◆ EXERCISE PROMPT: Leave out every line before the one containing "the green trash", and repeat the rest of the material below exactly, that line included.

BEGIN

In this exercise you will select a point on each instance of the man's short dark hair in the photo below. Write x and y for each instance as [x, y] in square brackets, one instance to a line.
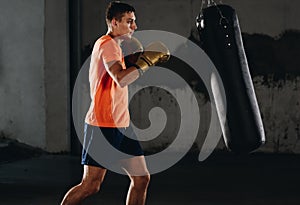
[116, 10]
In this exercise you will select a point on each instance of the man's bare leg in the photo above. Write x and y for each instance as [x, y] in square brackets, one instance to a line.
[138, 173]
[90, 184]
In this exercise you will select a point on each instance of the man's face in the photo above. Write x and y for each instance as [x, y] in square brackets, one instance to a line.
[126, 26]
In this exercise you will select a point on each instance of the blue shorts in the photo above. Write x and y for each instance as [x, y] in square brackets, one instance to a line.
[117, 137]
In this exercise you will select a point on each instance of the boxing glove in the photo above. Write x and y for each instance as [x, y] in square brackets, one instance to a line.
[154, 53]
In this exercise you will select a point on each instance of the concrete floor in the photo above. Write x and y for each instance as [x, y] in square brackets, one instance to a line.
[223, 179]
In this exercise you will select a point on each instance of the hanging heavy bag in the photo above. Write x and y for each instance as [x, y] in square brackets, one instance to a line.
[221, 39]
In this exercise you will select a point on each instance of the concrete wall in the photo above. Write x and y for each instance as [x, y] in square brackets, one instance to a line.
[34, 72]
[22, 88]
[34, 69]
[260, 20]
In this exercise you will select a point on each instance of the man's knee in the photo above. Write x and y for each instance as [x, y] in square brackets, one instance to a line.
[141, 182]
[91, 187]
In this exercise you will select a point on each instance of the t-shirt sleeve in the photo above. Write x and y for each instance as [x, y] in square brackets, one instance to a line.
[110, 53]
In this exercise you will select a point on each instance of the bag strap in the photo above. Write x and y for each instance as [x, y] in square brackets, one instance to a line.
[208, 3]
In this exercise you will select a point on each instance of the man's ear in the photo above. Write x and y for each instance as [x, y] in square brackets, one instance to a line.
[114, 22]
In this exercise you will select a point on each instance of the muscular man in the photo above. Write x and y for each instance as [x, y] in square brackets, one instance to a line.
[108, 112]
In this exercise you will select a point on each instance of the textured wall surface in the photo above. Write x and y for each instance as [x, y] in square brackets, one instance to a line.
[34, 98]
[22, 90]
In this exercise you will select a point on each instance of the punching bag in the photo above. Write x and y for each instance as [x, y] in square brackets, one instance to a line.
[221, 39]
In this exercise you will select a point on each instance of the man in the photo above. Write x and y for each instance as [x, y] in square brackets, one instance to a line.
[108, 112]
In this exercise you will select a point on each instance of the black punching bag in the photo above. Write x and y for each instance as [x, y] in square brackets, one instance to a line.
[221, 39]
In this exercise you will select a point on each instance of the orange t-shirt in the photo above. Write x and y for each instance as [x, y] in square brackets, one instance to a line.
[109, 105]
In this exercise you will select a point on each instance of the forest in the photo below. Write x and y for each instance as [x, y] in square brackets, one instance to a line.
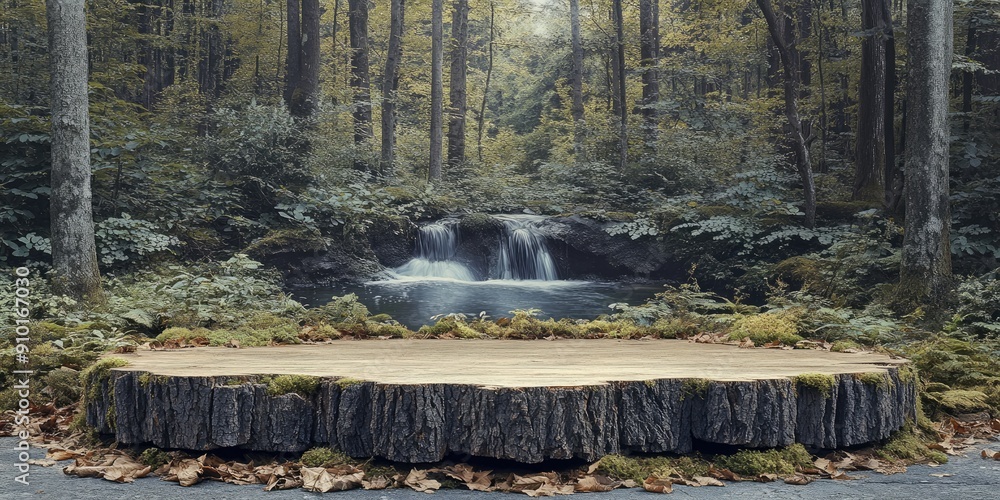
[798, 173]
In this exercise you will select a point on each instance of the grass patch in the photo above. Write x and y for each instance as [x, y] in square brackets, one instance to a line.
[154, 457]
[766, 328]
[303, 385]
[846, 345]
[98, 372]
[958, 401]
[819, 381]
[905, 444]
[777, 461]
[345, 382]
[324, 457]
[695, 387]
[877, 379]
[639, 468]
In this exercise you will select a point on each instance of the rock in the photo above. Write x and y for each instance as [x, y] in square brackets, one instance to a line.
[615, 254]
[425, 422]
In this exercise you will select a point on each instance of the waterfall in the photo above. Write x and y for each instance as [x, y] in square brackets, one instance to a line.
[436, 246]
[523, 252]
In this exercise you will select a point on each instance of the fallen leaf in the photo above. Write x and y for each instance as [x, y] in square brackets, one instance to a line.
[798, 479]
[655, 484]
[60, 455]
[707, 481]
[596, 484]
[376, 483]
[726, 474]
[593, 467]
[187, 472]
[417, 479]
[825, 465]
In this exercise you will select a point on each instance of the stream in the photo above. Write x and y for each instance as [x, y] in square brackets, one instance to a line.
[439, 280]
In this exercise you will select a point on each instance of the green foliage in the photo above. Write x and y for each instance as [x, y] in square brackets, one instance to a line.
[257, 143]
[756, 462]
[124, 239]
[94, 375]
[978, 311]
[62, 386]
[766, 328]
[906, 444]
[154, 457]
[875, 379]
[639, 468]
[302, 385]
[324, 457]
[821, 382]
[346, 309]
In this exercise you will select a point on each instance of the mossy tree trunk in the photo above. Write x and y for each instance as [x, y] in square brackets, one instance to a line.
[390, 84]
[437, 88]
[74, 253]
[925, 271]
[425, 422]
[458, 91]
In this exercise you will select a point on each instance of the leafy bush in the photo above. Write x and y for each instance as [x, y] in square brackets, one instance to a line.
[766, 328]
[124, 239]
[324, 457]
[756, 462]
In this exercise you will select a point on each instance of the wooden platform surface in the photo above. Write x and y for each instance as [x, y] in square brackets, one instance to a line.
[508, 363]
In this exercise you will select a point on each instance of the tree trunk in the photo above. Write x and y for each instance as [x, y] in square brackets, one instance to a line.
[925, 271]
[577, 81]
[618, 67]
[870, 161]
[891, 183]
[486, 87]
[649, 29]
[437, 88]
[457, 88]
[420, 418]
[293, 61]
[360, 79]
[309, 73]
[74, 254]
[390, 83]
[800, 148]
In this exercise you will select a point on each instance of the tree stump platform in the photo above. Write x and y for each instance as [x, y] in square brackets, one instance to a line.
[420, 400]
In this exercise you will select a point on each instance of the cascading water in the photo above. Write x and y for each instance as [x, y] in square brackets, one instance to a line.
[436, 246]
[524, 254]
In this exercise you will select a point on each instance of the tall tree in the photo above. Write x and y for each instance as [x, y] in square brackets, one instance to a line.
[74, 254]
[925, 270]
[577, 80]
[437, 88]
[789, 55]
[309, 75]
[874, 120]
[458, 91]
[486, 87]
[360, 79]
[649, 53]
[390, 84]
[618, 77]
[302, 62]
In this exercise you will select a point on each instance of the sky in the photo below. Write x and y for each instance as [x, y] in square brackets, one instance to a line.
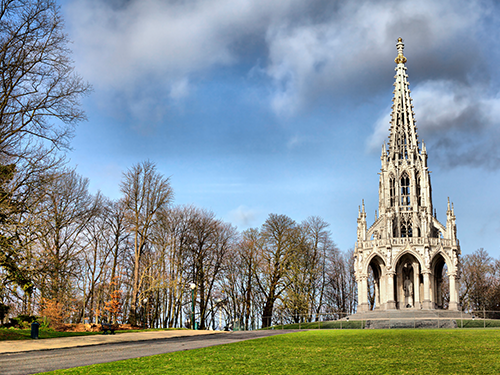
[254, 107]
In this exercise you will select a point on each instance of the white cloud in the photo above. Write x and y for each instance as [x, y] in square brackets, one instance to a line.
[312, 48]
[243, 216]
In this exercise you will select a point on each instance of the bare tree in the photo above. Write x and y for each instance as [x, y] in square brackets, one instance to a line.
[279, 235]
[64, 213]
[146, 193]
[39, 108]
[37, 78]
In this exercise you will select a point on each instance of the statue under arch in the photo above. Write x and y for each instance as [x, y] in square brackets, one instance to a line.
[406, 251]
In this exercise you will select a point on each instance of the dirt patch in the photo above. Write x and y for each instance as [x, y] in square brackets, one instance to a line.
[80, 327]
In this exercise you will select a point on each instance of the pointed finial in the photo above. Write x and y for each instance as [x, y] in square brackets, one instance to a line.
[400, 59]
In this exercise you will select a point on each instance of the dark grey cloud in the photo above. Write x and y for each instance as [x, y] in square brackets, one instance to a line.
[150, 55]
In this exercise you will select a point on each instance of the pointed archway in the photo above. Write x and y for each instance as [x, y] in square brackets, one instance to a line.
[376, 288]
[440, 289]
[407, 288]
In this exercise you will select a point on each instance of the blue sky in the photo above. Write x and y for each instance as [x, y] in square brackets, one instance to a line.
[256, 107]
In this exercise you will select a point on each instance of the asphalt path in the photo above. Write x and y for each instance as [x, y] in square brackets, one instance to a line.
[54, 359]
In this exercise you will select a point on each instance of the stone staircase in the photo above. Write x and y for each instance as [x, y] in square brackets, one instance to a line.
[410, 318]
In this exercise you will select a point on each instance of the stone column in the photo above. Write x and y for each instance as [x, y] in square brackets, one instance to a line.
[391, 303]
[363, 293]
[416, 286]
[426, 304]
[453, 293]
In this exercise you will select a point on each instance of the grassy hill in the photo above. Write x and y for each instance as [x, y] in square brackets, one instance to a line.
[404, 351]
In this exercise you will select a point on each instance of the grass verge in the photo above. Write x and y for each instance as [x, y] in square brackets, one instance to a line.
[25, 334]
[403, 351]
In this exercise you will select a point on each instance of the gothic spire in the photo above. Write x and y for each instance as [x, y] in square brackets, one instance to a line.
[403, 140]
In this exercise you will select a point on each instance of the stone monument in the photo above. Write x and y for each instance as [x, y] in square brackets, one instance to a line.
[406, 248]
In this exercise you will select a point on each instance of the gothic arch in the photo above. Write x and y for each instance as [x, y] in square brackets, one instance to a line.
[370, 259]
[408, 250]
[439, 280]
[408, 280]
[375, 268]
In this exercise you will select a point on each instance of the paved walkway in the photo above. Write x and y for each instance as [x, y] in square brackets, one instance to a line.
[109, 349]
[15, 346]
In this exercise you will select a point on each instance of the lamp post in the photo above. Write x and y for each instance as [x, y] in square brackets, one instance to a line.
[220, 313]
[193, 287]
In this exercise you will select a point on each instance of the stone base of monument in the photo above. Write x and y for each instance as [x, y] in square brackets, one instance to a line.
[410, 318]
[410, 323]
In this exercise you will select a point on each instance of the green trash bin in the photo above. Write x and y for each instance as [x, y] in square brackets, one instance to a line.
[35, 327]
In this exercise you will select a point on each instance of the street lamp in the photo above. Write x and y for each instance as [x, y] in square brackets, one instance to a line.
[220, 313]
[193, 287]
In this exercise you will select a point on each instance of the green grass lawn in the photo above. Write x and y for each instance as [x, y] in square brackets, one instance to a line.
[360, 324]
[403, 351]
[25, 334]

END

◆ EXERCISE RESPONSE:
In this exercise you will select a point on each instance of the green trash bin in the photo above. Write x and y for each instance as [x, y] in square brackets, one instance to a line.
[35, 327]
In this exercise you will select a point on each instance of the street lamp in the photo above. Write x and y for each instance as [x, y] in square brackets, one instance to a line.
[220, 313]
[193, 287]
In this exercise you will select a point on each instance of the green grass lawn in the photo above. Write x and y for each instance as [x, y] in square brackets, one instance to a line.
[360, 324]
[403, 351]
[25, 334]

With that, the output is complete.